## What the task asks
Pick out every line in the rows below that contains the string "fern" and copy each one in full. Case counts.

══ Records supplied ══

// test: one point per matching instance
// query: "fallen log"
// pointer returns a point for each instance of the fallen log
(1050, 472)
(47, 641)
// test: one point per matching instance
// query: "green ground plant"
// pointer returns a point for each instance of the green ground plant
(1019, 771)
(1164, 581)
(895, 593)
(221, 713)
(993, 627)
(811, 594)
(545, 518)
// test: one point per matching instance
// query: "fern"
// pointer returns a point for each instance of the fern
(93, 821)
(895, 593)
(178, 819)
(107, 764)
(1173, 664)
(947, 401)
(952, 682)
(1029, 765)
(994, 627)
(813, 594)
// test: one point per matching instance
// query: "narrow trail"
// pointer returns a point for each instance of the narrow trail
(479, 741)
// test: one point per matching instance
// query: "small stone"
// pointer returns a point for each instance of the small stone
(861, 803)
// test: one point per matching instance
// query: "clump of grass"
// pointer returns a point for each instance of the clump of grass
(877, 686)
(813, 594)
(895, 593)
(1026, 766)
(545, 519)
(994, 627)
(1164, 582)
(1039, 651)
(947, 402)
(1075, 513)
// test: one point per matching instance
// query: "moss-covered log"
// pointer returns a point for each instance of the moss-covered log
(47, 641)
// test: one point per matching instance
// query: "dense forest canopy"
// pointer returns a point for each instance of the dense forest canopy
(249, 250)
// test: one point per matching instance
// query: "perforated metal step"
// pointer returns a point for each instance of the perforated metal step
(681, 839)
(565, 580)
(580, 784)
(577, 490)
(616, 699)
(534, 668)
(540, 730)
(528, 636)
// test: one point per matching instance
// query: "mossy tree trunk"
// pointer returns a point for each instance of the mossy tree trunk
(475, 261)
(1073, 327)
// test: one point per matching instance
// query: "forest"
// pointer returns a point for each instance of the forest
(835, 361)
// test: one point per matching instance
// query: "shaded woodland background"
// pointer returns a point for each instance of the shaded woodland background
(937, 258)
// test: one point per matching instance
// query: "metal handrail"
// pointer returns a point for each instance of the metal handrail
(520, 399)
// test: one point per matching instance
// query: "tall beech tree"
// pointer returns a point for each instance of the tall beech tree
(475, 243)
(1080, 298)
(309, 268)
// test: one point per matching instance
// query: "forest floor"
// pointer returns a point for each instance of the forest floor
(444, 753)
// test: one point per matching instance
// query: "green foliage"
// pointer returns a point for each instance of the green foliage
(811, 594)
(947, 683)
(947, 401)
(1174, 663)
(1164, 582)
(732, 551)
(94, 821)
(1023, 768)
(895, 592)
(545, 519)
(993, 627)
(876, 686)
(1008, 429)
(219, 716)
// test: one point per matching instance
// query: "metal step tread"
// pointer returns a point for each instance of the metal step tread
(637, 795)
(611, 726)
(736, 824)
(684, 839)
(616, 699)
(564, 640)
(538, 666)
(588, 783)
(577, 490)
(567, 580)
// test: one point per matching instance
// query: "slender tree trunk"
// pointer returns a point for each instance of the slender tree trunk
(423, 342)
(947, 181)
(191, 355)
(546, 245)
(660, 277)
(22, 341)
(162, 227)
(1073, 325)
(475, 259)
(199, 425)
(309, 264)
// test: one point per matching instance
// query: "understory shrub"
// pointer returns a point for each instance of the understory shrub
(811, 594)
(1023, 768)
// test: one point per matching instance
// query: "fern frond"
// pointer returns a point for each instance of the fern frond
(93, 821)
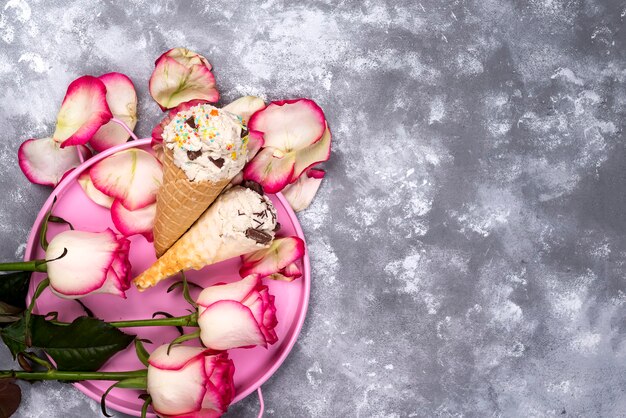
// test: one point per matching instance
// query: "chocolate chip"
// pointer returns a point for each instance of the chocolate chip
(259, 236)
(252, 185)
(192, 155)
(219, 162)
(191, 122)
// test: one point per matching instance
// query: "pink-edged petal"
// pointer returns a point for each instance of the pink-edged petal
(281, 253)
(289, 124)
(301, 193)
(92, 193)
(239, 330)
(83, 111)
(177, 392)
(157, 132)
(221, 388)
(311, 155)
(133, 222)
(85, 266)
(181, 75)
(270, 169)
(292, 270)
(44, 162)
(132, 176)
(245, 106)
(255, 143)
(122, 100)
(237, 291)
(179, 356)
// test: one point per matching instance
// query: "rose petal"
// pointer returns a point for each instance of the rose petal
(179, 356)
(133, 222)
(177, 392)
(122, 100)
(292, 270)
(281, 253)
(255, 143)
(83, 111)
(271, 172)
(289, 124)
(301, 193)
(85, 266)
(44, 162)
(237, 291)
(133, 176)
(311, 155)
(240, 330)
(94, 194)
(245, 106)
(181, 75)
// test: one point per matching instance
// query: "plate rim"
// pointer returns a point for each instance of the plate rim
(33, 241)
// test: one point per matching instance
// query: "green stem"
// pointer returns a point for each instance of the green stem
(71, 376)
(33, 265)
(180, 321)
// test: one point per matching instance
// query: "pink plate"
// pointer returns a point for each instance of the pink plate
(253, 366)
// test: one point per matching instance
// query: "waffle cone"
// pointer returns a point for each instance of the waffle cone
(180, 202)
(203, 244)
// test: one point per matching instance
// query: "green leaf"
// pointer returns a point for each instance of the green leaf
(84, 345)
(13, 289)
(14, 336)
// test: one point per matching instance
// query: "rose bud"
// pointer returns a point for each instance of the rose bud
(94, 262)
(190, 382)
(239, 314)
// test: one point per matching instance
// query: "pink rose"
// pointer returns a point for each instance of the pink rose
(190, 382)
(239, 314)
(95, 262)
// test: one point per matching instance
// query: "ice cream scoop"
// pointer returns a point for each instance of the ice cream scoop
(207, 143)
(240, 221)
(203, 151)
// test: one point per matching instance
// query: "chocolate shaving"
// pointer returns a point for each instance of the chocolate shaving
(259, 236)
(252, 185)
(191, 121)
(219, 162)
(192, 155)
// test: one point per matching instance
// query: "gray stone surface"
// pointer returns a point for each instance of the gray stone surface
(468, 243)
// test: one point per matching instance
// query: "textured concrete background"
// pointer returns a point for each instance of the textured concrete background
(468, 242)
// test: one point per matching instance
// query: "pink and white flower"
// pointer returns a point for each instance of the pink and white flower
(83, 111)
(278, 261)
(94, 262)
(181, 75)
(44, 161)
(190, 382)
(122, 100)
(132, 176)
(301, 193)
(239, 314)
(296, 137)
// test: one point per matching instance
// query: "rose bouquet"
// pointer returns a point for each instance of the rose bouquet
(198, 193)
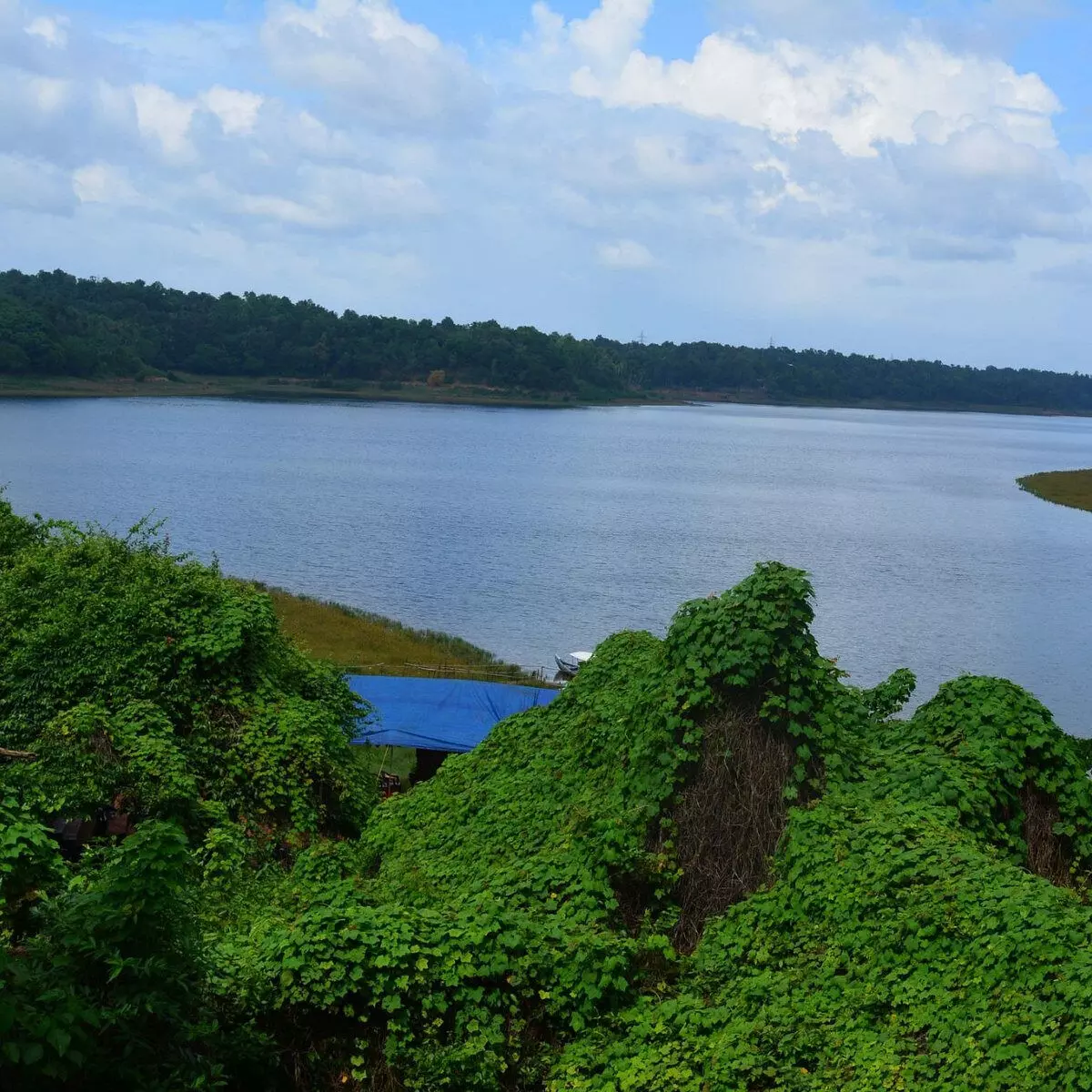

═══

## Reply
// query: "fern"
// pointer returns a point for each instance of the fern
// query: "fern frond"
// pointer returns a point for each instance of the fern frond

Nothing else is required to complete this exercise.